§ YOUR ASSIGNMENT: Give back the full listing verbatim, apart from its images.

====

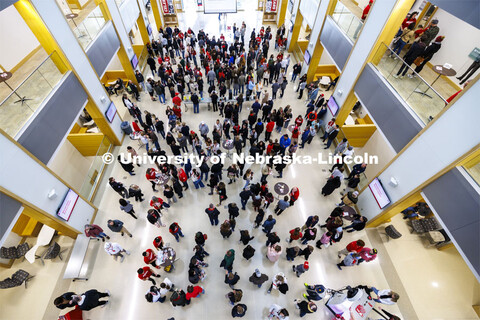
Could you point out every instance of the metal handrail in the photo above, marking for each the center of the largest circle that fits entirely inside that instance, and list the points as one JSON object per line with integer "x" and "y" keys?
{"x": 413, "y": 70}
{"x": 21, "y": 83}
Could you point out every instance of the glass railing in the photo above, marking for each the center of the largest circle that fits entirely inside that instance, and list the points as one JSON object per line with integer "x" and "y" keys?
{"x": 88, "y": 29}
{"x": 96, "y": 170}
{"x": 418, "y": 93}
{"x": 347, "y": 21}
{"x": 24, "y": 100}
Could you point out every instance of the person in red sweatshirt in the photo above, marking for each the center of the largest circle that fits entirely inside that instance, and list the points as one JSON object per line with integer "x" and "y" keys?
{"x": 354, "y": 246}
{"x": 146, "y": 273}
{"x": 149, "y": 257}
{"x": 177, "y": 100}
{"x": 193, "y": 292}
{"x": 268, "y": 129}
{"x": 158, "y": 243}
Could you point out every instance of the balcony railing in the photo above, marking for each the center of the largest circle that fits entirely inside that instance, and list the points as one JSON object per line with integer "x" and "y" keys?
{"x": 422, "y": 98}
{"x": 95, "y": 172}
{"x": 347, "y": 21}
{"x": 14, "y": 113}
{"x": 88, "y": 29}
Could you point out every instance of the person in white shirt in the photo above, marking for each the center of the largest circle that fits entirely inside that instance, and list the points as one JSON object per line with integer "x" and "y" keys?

====

§ ANSWER AREA:
Could you point out every instance of the metal handrail in the photo above, marking for each the center of the largest circle that fits entirely inside that instance, and list the points as one JSON object per line with integer "x" and "y" keys?
{"x": 413, "y": 70}
{"x": 21, "y": 83}
Could you point out every instance of the glass railing in the photo above, marking for each the center of the largest circle that fits entirely inside that instance, and list the points as one JSON object per line with integer "x" and "y" keys?
{"x": 88, "y": 29}
{"x": 96, "y": 170}
{"x": 418, "y": 93}
{"x": 347, "y": 21}
{"x": 24, "y": 100}
Could you point out every instance of the person in red sweatshirt in the photo above, marking for each the center of the largest circle that fits entirely inside that instance, and list the points as one JSON object per line with integer "x" and "y" keys?
{"x": 354, "y": 246}
{"x": 146, "y": 273}
{"x": 149, "y": 257}
{"x": 177, "y": 100}
{"x": 193, "y": 292}
{"x": 268, "y": 129}
{"x": 158, "y": 243}
Could you point out every instance of the balcony railing in the photo above, marking for each the center of the largest circle that fits entirely inside that instance, and list the points as one JSON object per line with integer "x" and "y" keys?
{"x": 422, "y": 98}
{"x": 95, "y": 172}
{"x": 347, "y": 21}
{"x": 14, "y": 113}
{"x": 88, "y": 29}
Could you point out every instance of the person in white shirt in the photo above, marking for each the center of the largest circle that fits entirely inside that instance, and list the points as one JSON object per line with integer "x" and "y" keys?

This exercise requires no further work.